(Dataset excerpts on pointing to objects)
** begin **
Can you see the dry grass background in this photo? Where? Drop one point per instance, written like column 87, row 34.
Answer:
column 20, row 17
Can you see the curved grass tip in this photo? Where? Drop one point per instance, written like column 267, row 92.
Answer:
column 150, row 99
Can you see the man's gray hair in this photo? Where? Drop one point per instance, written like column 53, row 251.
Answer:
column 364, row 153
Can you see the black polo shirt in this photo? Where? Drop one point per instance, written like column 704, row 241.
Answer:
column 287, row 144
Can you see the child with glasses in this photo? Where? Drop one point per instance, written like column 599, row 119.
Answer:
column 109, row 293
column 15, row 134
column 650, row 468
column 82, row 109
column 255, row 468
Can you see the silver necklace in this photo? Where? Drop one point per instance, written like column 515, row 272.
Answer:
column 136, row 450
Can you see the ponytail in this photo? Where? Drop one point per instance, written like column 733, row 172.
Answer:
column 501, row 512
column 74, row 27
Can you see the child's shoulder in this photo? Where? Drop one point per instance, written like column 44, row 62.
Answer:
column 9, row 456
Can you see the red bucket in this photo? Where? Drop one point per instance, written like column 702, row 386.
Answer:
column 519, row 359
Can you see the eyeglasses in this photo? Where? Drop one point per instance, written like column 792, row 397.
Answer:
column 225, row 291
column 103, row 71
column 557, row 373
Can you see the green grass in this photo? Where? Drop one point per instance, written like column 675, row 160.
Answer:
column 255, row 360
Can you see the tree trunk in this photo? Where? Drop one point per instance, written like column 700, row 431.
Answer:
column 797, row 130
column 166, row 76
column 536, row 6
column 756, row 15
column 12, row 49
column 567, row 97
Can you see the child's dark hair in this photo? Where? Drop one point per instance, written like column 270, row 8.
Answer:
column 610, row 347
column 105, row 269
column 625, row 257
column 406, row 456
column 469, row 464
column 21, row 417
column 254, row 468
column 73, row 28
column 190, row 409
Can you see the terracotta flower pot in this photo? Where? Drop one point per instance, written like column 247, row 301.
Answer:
** end **
What you need to do -
Copy out the material above word for word, from its very first line up to and including the line that contains "column 557, row 373".

Output for this exercise -
Can you see the dry grass background in this photo? Where? Drop one point per instance, written like column 87, row 34.
Answer:
column 20, row 17
Can you see the curved grass tip in this photo? Where? Drop one point per instance, written like column 267, row 92.
Answer:
column 150, row 99
Can you see the man's gray hair in this photo? Where? Drop one point per instance, written like column 53, row 251.
Answer:
column 364, row 153
Can you see the black polo shirt in this photo? Where? Drop one point per instance, written like column 704, row 241.
Answer:
column 287, row 144
Can you see the child with glasses in this photo? Where? Drop one point per instance, written like column 599, row 119.
Answer:
column 109, row 293
column 15, row 134
column 650, row 468
column 82, row 109
column 255, row 468
Can you see the silver necklace in this photo? Where? Drop one point per instance, written like column 515, row 272.
Answer:
column 136, row 450
Can you see the ponytail in this photo? Where? Drop one point per instance, written like column 733, row 172.
Answer:
column 501, row 512
column 74, row 27
Can you see the child's shoulder in this photo? Where? Drop one point per instance, written like column 44, row 62.
Answer:
column 9, row 456
Can you see the red bucket in this photo? Where? Drop one point per instance, written like column 702, row 386.
Answer:
column 519, row 359
Can you see the eyeglasses in this photo? Where? Drop one point per instance, written like column 792, row 397.
Answer:
column 225, row 291
column 103, row 71
column 557, row 373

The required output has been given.